Data ->
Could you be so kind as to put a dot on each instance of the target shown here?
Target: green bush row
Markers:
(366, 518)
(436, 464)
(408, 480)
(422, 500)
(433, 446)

Directions ->
Please copy each of the items above word for word.

Output of the task ->
Could you be so kind as to put a dot on each instance of the target shown here?
Target: green bush row
Markers:
(366, 518)
(436, 464)
(408, 480)
(422, 500)
(433, 446)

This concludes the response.